**** Passage to read ****
- Genre: Variety show
- Starring: NCT
- Country of origin: South Korea
- Original language: Korean

Production
- Production location: South Korea
- Production company: S.M. Culture & Contents

Original release
- Network: Naver TV Cast Oksusu KBS Joy V LIVE
- Release: April 16, 2016 – August 30, 2021

= NCT Life =

NCT Life is a series of Korean variety show featuring South Korean boy band NCT. Currently, it spans eleven different seasons. The title of the show is a portmanteau that combines "NCT Lifestyle" and "City Life".

==Synopsis==
Members of the group show off their daily lives, letting audiences see into NCT's promotional activities while traveling.

==Cast==
- 1st season: Taeil, Hansol, Johnny, Taeyong, Yuta, Doyoung, Ten, Jaehyun, Mark Lee, Jeno, Haechan, Jaemin, Jisung
- 2nd season: Taeyong, Yuta, Kun, Doyoung, Jaehyun, Winwin
- 3rd season: NCT 127
- 4th season: Taeil, Taeyong, Yuta, Doyoung, Ten, Jaehyun, Winwin
- 5th season: NCT Dream (Renjun, Jeno, Chenle, Jisung)
****
§ **Given request 1**: From the NCT Life article, quote the stretch from "NCT Life is" through "activities while traveling.".
**** Data provided ****
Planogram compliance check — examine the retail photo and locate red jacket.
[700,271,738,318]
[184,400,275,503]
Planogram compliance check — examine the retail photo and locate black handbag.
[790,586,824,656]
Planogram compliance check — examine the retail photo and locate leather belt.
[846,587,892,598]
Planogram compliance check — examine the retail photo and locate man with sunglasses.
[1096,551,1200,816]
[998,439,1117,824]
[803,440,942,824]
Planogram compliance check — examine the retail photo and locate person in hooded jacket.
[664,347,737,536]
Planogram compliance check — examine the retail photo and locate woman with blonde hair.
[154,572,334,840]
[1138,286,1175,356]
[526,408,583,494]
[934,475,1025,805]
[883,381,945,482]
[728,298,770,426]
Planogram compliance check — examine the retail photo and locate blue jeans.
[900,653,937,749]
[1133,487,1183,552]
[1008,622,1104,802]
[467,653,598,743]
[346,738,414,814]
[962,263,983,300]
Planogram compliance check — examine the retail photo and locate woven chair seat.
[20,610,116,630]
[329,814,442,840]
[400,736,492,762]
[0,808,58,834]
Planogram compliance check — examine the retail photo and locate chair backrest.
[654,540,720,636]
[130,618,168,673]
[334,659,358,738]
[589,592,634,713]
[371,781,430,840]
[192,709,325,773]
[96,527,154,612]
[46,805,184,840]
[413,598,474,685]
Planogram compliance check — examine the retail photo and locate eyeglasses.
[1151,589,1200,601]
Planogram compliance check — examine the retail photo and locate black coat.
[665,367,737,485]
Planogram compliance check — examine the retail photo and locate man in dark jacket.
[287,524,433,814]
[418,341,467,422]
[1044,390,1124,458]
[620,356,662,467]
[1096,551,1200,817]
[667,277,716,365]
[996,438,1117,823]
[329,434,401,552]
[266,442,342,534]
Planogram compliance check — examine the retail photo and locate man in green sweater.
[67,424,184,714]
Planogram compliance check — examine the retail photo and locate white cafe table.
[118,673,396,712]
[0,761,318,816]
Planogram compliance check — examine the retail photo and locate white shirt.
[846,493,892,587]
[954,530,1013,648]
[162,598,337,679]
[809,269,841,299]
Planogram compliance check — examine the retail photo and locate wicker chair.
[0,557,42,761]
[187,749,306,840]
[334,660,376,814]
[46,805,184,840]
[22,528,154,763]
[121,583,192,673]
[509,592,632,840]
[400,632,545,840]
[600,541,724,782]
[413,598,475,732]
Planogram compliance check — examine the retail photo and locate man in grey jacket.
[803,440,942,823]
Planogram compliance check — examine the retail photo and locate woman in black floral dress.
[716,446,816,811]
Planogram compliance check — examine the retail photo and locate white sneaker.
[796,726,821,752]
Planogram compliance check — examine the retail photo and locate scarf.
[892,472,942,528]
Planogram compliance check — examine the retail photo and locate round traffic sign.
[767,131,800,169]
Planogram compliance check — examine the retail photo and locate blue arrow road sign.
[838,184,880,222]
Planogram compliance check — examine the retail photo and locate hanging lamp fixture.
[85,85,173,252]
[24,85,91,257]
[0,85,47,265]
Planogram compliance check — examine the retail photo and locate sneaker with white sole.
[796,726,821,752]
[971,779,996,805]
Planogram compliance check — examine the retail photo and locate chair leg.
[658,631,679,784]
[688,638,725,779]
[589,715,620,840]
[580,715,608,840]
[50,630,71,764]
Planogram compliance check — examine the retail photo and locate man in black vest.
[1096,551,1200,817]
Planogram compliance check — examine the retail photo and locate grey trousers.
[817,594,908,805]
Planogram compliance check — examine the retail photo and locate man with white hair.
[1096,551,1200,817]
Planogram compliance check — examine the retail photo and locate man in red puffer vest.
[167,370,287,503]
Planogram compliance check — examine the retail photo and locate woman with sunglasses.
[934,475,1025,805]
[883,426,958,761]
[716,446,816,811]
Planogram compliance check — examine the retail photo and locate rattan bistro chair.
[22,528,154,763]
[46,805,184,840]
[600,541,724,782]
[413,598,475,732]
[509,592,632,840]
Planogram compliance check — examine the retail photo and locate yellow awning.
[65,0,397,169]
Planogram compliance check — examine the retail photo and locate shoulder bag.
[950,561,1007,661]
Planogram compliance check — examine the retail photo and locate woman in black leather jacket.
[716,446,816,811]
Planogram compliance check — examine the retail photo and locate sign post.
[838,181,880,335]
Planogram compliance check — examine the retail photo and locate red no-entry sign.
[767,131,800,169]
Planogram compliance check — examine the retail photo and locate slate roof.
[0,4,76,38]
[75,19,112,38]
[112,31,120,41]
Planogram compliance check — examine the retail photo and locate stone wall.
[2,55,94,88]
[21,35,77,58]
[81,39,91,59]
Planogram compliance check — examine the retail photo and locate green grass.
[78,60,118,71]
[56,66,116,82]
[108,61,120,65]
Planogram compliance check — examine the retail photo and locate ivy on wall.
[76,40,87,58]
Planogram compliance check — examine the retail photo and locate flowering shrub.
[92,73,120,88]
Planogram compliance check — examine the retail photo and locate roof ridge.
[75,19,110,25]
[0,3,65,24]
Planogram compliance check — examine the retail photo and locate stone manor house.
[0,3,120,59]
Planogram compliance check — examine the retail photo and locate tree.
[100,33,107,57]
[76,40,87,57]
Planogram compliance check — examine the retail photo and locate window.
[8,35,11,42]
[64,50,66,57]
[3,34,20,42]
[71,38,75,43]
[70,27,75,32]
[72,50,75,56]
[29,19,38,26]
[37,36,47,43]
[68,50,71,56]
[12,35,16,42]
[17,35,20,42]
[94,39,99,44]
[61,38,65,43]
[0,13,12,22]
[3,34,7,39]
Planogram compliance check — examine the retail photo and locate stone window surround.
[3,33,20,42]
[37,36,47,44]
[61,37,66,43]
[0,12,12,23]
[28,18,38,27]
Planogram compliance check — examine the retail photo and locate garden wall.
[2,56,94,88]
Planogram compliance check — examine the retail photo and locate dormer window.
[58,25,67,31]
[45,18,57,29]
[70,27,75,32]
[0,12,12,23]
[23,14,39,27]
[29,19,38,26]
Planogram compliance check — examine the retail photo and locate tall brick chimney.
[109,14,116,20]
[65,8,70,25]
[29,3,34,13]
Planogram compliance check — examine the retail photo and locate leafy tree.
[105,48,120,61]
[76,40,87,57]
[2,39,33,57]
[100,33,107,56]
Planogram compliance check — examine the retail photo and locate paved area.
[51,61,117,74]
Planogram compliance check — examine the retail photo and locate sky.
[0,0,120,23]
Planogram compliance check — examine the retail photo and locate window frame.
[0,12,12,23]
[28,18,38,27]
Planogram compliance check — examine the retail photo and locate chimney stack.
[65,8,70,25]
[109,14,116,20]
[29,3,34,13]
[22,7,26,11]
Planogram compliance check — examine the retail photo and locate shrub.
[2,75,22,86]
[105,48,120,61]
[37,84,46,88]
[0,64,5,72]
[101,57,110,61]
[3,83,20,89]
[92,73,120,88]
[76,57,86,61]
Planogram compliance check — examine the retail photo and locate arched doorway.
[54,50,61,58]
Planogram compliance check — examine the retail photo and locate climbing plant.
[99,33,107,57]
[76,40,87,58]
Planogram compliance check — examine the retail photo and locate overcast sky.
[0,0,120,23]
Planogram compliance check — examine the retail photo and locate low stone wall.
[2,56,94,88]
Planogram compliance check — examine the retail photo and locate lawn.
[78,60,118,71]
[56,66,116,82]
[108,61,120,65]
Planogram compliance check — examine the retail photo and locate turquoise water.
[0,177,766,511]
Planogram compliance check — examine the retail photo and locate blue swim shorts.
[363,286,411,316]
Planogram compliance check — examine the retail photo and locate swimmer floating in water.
****
§ **Given request 2**: Reproduce the stretch of rows from the one containing "locate turquoise water." through the last row, keeping the requests and adding 74 to every number in the bounding boxes.

§ **Correct result 1**:
NCT Life is a series of Korean variety show featuring South Korean boy band NCT. Currently, it spans eleven different seasons. The title of the show is a portmanteau that combines "NCT Lifestyle" and "City Life".

==Synopsis==
Members of the group show off their daily lives, letting audiences see into NCT's promotional activities while traveling.

§ **Correct result 2**:
Planogram compliance check — examine the retail photo and locate turquoise water.
[74,251,840,585]
Planogram compliance check — examine the retail photo and locate blue swim shorts.
[437,360,485,390]
Planogram compliance check — examine the retail photo and locate swimmer floating in water.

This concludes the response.